▸ **PROBLEM TO WORK ON**
Make an exact copy of the entries below with the pictures removed.

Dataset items

▼

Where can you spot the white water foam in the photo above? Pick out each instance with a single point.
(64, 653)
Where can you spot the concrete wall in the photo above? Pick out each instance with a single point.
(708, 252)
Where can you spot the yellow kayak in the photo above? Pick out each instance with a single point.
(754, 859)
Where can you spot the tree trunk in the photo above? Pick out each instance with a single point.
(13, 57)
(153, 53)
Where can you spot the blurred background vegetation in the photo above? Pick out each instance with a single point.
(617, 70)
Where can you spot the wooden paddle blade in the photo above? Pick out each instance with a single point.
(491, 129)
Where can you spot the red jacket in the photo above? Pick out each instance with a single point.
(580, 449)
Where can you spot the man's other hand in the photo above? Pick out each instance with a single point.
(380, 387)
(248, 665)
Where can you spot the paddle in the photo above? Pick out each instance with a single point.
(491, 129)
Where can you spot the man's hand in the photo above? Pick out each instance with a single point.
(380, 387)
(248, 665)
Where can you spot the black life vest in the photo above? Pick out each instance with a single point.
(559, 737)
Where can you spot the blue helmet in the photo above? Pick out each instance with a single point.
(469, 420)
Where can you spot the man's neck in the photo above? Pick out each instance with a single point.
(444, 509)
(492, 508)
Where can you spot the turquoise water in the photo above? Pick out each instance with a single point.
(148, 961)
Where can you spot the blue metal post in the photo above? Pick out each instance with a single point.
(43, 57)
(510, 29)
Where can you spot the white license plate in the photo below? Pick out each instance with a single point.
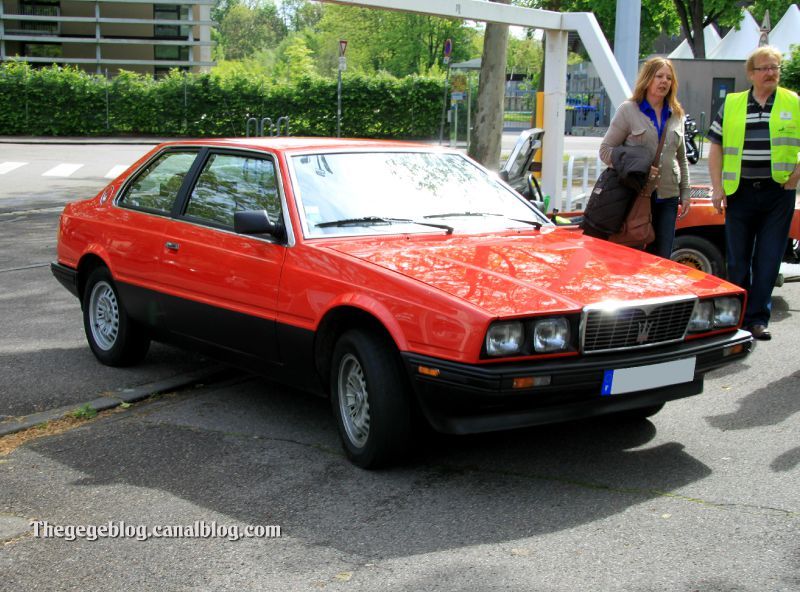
(640, 378)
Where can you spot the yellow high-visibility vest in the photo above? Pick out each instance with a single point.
(784, 135)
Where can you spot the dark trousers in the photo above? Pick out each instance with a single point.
(665, 213)
(757, 223)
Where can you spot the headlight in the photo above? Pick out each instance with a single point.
(715, 314)
(727, 311)
(702, 316)
(551, 335)
(505, 339)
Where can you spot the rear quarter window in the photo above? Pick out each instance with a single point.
(156, 187)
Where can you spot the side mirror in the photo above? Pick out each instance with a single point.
(256, 222)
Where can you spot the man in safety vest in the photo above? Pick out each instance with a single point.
(753, 162)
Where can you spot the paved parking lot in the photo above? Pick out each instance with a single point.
(701, 497)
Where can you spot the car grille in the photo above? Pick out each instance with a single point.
(640, 325)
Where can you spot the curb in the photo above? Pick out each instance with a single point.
(128, 395)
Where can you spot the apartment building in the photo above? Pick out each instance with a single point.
(104, 36)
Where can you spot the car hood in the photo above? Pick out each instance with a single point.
(547, 271)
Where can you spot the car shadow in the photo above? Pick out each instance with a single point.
(769, 405)
(266, 455)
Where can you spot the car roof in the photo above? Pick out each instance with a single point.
(303, 144)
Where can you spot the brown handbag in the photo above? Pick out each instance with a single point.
(637, 229)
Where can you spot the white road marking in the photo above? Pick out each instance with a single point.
(116, 171)
(7, 167)
(62, 170)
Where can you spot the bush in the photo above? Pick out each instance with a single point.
(66, 101)
(790, 75)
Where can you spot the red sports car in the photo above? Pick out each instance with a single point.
(401, 280)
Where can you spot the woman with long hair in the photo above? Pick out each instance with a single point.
(652, 112)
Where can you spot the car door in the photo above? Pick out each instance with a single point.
(224, 286)
(134, 236)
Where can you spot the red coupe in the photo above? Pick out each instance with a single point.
(401, 280)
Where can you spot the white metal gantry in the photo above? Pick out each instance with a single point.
(556, 26)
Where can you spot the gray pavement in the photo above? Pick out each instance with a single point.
(702, 497)
(44, 360)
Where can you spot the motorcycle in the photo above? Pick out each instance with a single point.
(690, 131)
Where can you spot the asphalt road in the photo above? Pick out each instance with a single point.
(702, 497)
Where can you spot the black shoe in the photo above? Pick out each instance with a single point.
(760, 332)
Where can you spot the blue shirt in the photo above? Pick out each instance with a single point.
(648, 110)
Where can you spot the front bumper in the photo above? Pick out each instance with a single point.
(465, 398)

▲

▸ **REPLY TO THE TASK**
Where can you spot the white water foam in the photo above? Pick out each instance with a single point.
(64, 653)
Where can you spot the concrete wall in the photo above? Pick out each instance with a single point.
(708, 252)
Where can you spot the yellow kayak in the photo above? Pick out each instance with a single point.
(754, 859)
Where can you spot the tree trunk in the photo above? Pick out each instance with a single point.
(13, 57)
(153, 53)
Where can you spot the blurred background vegetation in the photo above? Pick out each instance with a single point.
(617, 70)
Where can you spot the wooden paddle blade in the photo above? Pick out each instance with a single point.
(491, 129)
Where can you spot the red jacket in the photo above? Pick out each instance with a single point.
(580, 449)
Where can you spot the man's other hand in the photo above? Pick out each instance with a single point.
(380, 387)
(248, 665)
Where can you spot the paddle in the photo above? Pick out each instance with a single point.
(491, 129)
Where can you spot the man's hand in the photo above? Pick out each instance with a single point.
(380, 387)
(248, 665)
Where can you spot the black life vest in the photo above? Pick out each instance with a single point.
(559, 737)
Where can you spot the blue helmet in the photo above? Pick out each instance with a single point.
(469, 420)
Where can you spot the man's neck in the photo above? Pick out each instance with a single point.
(444, 509)
(492, 508)
Where can you spot the turquoise water in the photo above? Pick out each instance with a single point.
(148, 961)
Where can you spot the blue metal post in the photo above? Pick out each instance with a single point.
(43, 57)
(510, 29)
Where can you spot the white license plate in the photo below? Pick out each instance with a single point.
(640, 378)
Where can you spot the yellow high-visibility vest in the photo above? Pick out each instance with a single point.
(784, 135)
Where can you spot the dark trousers in the photo above? Pick out each instance with a single point.
(665, 213)
(757, 223)
Where can you spot the headlight in the photo above? Pick out each instance with a single point.
(715, 314)
(727, 311)
(702, 316)
(551, 335)
(505, 339)
Where can you spot the rear quarter window in the photo above? Pick out each instance with a single point.
(156, 187)
Where can you spot the side mirror in the photo above? Pick out each instance with a single point.
(256, 222)
Where can you spot the man in safety vest in the photo above? Pick out each instance with a single point.
(753, 162)
Where can you spot the paved parking lot in the photo above? Pick out each instance with a single point.
(701, 497)
Where can you spot the car grille in the photo above? Pick out each instance with a single point.
(640, 325)
Where can you spot the curb in the photo above? Pick out each instance with a single point.
(128, 395)
Where can you spot the apartment building in the photo above? Pick out each instance with a single point.
(104, 36)
Where can you spot the car hood in the photo above? Pick out each instance with a single point.
(547, 271)
Where can you spot the car shadow in the photo above? Pick out each instance with a single point.
(769, 405)
(266, 455)
Where can you spot the car roof in the photo above? Pick out each instance with a single point.
(303, 144)
Where can you spot the brown handbag in the photo above? Pick out each instance with a single point.
(637, 229)
Where can you spot the white road marking in the photo above? Pick out each instance with a single point.
(116, 171)
(7, 167)
(62, 170)
Where can you spot the bush in the photo above? Pick out each instance with a single point.
(66, 101)
(790, 75)
Where can you spot the red sports car in the photo above? Pick out each instance with a single point.
(401, 280)
Where can you spot the woman with long hair in the photo above? Pick out each instance with a single point.
(652, 112)
Where can you spot the car door in the photo above? Pick out each instance with a single point.
(224, 286)
(134, 236)
Where can you spot the red coupe in the photo above? Pick out each instance with a single point.
(401, 280)
Where can you spot the white metal gantry in the photo above? Pick out each instance with a single point.
(556, 26)
Where can you spot the gray pavement in the photo above? Pick out each instance with a single point.
(702, 497)
(44, 360)
Where can you spot the motorcycle in the photo above? Pick out each instance with a single point.
(690, 131)
Where can you spot the asphalt road in the photo above? Pick out each instance with a single point.
(702, 497)
Where can you spot the black shoe in the photo above? Pick out each instance with a single point.
(760, 332)
Where can you spot the blue shirt in the photo above? Pick out each instance with a single point.
(648, 110)
Where can you spot the front bumper in the photo above? Pick out each instance with a single point.
(465, 398)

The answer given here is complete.